→ **Provided information**
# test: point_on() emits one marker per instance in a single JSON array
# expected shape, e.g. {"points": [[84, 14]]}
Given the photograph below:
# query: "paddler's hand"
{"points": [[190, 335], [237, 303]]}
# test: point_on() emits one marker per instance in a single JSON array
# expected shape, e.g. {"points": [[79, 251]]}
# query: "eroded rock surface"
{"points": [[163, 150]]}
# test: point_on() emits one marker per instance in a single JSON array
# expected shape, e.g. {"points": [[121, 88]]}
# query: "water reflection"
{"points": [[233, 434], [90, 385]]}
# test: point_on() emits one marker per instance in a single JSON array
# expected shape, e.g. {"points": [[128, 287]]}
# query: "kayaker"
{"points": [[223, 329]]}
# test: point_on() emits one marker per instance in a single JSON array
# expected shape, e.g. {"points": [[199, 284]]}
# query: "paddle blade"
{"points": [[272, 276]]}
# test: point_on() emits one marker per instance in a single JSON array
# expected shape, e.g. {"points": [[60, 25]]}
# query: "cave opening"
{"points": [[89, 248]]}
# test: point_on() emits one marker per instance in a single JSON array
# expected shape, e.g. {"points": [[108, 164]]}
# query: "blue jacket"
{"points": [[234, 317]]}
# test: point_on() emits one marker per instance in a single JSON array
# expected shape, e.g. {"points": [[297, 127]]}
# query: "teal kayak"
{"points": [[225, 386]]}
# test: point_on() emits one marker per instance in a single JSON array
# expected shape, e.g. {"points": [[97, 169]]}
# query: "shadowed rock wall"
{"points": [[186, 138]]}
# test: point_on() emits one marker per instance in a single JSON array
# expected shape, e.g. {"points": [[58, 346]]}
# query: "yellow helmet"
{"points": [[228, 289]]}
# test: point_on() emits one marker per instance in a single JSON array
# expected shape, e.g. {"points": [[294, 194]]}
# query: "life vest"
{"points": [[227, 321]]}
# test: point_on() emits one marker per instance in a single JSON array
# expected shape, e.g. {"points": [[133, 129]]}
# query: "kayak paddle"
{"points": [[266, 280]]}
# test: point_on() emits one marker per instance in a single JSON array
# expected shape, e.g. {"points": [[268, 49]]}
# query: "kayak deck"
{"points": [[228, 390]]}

==

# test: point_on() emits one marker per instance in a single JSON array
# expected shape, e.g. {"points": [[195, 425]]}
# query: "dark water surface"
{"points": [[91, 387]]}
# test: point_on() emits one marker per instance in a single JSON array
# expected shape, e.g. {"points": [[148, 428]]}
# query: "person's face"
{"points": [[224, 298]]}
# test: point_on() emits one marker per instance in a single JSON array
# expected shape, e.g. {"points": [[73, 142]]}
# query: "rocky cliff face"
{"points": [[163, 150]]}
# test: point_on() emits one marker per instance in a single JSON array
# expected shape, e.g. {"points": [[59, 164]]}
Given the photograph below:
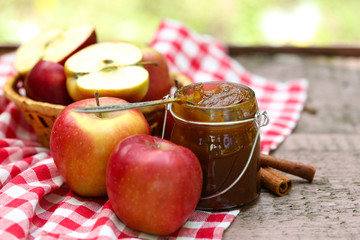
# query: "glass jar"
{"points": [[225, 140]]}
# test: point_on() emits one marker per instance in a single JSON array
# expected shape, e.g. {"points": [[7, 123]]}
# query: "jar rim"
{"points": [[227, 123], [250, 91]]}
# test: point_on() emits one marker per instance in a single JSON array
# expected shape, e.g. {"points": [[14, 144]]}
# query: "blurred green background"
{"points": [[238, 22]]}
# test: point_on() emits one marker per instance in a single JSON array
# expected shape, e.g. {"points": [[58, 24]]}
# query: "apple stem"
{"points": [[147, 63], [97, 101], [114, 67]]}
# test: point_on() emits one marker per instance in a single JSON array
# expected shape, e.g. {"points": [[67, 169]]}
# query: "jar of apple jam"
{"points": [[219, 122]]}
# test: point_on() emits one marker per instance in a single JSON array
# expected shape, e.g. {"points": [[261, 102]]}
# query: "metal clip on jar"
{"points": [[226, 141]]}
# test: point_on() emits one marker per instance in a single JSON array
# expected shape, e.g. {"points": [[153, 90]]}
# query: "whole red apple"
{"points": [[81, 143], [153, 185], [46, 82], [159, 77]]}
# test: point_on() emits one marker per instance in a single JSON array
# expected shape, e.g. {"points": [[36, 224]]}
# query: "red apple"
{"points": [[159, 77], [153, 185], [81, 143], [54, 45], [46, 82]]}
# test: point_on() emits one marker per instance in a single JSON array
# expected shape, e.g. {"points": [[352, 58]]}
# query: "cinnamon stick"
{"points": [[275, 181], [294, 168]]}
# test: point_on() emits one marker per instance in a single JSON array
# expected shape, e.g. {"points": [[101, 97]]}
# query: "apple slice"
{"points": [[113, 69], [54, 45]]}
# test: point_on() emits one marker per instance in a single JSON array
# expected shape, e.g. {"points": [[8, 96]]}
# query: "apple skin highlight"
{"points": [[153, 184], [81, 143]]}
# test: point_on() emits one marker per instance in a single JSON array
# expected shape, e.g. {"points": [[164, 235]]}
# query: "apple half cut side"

==

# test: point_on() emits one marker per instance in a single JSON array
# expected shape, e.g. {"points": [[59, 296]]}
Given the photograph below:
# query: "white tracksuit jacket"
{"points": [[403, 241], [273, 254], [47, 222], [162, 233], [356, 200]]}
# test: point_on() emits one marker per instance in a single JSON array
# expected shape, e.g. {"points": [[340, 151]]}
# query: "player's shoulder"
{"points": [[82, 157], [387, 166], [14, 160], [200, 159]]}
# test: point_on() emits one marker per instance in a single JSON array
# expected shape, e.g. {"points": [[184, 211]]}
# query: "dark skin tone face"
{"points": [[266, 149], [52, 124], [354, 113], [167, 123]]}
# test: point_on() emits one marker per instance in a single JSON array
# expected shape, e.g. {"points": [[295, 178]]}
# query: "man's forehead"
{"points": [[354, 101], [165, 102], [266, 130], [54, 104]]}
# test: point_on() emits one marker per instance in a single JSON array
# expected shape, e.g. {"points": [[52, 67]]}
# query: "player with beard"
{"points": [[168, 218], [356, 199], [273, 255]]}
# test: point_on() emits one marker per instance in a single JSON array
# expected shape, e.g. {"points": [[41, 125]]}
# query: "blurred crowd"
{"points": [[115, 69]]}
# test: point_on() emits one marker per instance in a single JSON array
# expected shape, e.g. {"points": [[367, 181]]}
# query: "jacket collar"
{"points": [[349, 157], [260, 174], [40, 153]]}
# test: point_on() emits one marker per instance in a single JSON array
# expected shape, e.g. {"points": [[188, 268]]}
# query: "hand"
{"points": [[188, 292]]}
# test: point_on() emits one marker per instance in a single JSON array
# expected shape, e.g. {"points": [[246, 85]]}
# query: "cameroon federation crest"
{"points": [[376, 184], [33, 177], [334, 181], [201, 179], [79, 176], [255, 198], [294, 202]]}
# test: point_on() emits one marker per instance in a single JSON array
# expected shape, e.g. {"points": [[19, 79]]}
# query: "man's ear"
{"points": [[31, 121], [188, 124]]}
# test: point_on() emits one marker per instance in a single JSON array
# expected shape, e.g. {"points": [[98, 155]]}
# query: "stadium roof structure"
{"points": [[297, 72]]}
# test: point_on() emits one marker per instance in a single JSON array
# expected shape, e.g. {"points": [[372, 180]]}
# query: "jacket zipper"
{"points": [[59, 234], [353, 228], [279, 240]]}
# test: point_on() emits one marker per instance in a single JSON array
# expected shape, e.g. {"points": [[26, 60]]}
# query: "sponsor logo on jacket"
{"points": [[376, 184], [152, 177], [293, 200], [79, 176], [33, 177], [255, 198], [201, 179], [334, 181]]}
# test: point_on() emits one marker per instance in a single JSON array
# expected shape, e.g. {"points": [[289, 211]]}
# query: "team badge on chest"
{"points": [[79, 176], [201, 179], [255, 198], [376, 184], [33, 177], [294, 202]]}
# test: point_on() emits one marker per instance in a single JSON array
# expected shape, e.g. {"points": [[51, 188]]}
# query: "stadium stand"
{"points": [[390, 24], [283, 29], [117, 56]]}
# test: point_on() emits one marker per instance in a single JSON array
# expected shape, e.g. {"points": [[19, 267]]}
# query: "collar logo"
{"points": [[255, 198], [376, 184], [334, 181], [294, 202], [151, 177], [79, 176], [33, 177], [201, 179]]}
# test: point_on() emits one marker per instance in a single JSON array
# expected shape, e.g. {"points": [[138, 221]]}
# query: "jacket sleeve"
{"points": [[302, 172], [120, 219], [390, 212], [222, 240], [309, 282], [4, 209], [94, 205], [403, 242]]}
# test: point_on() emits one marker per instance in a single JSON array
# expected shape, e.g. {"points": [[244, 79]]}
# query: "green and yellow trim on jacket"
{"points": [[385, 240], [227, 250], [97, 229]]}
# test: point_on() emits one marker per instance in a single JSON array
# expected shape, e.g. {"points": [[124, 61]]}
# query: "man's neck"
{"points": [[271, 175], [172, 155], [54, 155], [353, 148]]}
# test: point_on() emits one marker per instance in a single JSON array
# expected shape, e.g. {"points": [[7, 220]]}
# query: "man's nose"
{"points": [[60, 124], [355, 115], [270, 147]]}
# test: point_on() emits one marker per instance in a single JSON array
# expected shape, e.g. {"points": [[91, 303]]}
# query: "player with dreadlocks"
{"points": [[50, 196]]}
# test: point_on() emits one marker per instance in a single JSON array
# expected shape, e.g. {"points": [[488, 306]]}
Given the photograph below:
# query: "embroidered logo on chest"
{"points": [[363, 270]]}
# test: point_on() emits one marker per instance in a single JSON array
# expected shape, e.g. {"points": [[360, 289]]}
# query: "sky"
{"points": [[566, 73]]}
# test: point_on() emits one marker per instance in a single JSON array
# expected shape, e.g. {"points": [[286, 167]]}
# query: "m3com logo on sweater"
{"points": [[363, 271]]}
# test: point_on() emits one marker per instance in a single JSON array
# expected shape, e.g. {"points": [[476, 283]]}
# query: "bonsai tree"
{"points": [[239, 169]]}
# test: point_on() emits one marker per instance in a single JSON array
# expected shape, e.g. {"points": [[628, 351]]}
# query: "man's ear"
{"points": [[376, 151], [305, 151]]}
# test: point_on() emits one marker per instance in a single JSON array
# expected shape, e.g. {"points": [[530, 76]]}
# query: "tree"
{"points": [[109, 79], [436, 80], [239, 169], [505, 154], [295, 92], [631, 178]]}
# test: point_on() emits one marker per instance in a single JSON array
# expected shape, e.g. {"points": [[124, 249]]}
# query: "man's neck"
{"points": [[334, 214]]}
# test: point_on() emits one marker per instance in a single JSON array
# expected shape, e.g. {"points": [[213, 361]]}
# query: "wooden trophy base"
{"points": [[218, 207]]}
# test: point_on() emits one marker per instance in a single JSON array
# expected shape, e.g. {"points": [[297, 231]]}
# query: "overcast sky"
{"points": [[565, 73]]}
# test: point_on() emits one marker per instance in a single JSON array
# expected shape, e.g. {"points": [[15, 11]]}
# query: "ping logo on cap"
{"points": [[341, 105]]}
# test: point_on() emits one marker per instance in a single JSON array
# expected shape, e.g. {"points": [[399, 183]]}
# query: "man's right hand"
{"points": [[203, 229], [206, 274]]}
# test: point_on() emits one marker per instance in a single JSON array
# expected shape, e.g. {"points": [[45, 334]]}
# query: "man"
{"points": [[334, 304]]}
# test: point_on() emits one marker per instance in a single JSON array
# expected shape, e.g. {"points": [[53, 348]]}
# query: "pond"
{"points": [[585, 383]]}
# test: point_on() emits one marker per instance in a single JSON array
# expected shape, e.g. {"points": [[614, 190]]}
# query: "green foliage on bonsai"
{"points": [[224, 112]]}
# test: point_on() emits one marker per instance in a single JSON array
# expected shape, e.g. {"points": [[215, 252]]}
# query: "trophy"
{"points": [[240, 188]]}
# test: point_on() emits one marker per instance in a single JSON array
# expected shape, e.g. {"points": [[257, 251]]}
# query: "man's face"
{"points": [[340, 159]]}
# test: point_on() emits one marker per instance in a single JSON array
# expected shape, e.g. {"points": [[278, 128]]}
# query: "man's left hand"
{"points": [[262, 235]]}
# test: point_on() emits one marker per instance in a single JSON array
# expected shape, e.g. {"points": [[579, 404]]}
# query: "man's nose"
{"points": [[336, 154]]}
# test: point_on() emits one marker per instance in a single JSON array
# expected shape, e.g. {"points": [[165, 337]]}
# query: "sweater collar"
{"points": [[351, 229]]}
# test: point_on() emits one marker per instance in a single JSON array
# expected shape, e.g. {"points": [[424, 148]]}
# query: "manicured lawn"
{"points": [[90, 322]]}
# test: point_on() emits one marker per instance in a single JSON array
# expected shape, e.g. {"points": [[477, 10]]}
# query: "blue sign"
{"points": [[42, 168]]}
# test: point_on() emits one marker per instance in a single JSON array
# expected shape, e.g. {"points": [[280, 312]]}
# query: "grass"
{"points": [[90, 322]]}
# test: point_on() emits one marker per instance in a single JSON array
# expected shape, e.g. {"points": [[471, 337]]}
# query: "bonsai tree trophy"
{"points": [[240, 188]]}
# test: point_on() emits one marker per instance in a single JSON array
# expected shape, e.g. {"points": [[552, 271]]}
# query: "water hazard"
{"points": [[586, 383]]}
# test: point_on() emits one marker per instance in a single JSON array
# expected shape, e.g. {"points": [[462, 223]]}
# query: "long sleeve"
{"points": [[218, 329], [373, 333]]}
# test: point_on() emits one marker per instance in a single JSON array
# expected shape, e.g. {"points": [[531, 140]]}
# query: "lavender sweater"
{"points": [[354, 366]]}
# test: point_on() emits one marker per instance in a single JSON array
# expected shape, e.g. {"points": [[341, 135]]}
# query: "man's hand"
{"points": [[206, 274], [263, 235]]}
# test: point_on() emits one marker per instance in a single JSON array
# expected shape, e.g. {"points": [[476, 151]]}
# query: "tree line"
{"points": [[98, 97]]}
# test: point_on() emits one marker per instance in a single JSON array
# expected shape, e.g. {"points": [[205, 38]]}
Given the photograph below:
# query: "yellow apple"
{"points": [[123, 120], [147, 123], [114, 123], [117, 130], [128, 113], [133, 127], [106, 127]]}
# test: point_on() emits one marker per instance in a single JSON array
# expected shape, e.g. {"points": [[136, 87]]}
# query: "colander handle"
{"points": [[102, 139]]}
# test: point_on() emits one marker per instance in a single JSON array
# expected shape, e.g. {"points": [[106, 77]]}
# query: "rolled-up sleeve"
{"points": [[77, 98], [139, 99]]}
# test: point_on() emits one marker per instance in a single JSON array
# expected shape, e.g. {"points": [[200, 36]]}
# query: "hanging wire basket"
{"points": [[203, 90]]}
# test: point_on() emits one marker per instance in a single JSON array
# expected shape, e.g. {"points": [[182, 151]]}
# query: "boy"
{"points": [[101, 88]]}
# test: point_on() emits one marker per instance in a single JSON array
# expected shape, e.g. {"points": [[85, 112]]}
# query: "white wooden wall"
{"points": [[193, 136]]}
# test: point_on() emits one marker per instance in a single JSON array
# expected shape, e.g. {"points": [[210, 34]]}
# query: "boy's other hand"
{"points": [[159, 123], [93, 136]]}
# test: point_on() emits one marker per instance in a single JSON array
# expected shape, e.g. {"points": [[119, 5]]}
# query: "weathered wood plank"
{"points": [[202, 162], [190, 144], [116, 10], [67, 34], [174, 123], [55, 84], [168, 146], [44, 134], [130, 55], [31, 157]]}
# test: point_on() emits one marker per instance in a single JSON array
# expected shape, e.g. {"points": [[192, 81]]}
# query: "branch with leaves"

→ **Exercise**
Return every line of the data above that contains the word "stadium".

→ **The solution**
# query: "stadium roof structure"
# query: "stadium stand"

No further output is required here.